やること: 「Find the embroidered」を含む行で始まり「(1217, 636)」を含む行で終わる部分だけを、両端の行と答え以外の行も含めて全部書き直してください。その際、答えの座標の数字はすべて1.9倍に拡大し、四捨五入して整数にしてください（ちょうど0.5のときは切り上げ）。

渡された記録:
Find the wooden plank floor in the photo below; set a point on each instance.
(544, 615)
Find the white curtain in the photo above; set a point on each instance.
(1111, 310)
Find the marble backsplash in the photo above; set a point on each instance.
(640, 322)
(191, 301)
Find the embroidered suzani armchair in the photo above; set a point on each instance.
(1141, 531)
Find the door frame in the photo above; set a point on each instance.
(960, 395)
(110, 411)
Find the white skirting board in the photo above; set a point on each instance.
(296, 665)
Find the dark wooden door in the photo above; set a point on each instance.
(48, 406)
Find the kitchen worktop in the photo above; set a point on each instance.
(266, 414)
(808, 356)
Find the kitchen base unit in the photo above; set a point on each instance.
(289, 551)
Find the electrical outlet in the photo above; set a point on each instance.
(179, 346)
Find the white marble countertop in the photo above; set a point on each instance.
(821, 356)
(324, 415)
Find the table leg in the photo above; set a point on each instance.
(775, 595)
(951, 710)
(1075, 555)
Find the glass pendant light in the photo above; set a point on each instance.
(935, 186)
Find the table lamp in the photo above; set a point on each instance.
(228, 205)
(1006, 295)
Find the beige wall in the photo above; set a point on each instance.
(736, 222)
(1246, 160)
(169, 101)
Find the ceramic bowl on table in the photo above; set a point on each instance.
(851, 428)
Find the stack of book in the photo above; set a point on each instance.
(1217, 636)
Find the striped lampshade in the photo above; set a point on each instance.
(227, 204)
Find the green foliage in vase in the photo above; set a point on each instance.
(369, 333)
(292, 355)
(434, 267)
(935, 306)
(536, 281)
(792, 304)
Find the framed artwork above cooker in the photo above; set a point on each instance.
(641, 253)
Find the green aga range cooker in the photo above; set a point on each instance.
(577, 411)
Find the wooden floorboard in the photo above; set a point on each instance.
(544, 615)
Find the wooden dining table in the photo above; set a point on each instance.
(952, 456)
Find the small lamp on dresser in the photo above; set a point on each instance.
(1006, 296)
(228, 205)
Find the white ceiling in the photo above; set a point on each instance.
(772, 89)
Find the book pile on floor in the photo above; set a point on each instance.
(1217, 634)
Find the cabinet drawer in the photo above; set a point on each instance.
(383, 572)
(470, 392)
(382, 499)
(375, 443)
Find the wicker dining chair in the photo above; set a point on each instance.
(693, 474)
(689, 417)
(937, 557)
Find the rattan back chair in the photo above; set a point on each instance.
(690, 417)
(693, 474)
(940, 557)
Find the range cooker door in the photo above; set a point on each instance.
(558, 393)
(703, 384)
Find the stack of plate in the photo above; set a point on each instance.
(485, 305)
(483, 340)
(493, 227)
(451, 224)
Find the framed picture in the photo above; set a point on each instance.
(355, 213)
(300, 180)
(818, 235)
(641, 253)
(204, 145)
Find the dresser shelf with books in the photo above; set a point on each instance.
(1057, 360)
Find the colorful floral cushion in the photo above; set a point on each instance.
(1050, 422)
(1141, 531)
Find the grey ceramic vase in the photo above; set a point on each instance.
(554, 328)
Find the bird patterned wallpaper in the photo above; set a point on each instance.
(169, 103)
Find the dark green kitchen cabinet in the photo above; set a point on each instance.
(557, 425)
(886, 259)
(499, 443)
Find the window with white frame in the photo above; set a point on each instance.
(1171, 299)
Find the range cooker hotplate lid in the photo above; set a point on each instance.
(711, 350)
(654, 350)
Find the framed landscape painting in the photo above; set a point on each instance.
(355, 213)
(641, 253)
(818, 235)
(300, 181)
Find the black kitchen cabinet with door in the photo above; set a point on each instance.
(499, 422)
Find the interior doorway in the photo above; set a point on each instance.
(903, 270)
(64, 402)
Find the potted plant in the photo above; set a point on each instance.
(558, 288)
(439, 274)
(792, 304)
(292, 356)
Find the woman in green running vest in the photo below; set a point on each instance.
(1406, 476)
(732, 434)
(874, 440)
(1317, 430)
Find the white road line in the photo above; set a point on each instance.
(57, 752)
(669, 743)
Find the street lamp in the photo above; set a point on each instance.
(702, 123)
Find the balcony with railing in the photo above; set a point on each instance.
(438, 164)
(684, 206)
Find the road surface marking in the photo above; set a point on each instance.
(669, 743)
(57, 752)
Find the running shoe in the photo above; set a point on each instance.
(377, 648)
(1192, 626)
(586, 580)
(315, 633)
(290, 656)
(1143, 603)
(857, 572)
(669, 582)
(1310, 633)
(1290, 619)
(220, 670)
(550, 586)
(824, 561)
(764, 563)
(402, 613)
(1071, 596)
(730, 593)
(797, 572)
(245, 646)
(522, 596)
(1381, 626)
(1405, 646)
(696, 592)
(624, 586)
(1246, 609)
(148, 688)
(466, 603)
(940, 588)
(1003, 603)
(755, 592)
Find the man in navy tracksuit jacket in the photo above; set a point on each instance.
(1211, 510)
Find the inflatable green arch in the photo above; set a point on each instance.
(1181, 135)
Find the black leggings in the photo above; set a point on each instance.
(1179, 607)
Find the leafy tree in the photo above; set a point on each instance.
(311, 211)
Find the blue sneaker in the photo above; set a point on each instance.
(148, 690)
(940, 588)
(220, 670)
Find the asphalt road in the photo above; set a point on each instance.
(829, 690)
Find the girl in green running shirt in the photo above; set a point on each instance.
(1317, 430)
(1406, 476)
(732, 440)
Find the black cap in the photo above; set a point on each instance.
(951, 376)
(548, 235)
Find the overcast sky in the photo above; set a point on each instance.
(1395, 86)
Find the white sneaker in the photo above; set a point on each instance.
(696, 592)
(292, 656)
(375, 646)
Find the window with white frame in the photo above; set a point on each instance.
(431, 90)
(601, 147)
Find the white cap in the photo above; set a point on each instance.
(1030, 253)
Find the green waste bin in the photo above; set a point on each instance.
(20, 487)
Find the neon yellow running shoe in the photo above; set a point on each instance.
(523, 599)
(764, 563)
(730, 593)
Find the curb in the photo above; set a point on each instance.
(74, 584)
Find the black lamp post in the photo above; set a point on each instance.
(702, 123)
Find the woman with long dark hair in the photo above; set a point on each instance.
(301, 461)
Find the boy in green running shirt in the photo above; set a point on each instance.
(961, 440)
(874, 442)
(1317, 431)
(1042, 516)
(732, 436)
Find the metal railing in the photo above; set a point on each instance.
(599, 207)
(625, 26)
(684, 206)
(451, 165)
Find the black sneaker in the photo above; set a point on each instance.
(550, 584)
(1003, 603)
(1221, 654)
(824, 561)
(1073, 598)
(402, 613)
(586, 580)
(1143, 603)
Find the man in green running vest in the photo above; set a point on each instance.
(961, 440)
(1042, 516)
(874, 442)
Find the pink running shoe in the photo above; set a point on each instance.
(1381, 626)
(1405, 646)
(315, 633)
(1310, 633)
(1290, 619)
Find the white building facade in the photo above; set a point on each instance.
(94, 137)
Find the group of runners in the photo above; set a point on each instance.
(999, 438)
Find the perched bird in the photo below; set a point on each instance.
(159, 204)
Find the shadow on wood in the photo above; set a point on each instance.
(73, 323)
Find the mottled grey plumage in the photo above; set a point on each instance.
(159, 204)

練習の結果:
Find the embroidered suzani armchair in the photo above; set a point on each instance.
(2168, 1009)
Find the door frame in the photo above; set a point on each instance.
(1824, 751)
(209, 781)
Find the white skirting board in the photo above; set a point on each instance.
(562, 1264)
Find the dark wooden door in the photo above; set a point on each instance.
(91, 771)
Find the kitchen worktop in the photo above; set a point on each instance.
(505, 787)
(1535, 676)
Find the kitchen base unit in the photo above; set a point on each instance.
(549, 1047)
Find the electrical outlet in the photo above; set a point on each instance.
(340, 657)
Find the white marble countertop in the photo above; set a point on each instance.
(1560, 676)
(616, 789)
Find the table leg in the photo above; set a point on each instance.
(1473, 1131)
(1807, 1349)
(2043, 1055)
Find the glass pendant light in the photo above; set a point on each instance.
(1777, 353)
Find the table lamp in the photo above; set a point on each instance.
(433, 390)
(1911, 561)
Find the beige wall in the photo above; set a point on each instance.
(1398, 422)
(2367, 304)
(321, 192)
Find the ceramic bowl on table in the photo above; set a point on each instance.
(1617, 813)
Find the stack of book in the photo above; set a point on each instance.
(2312, 1208)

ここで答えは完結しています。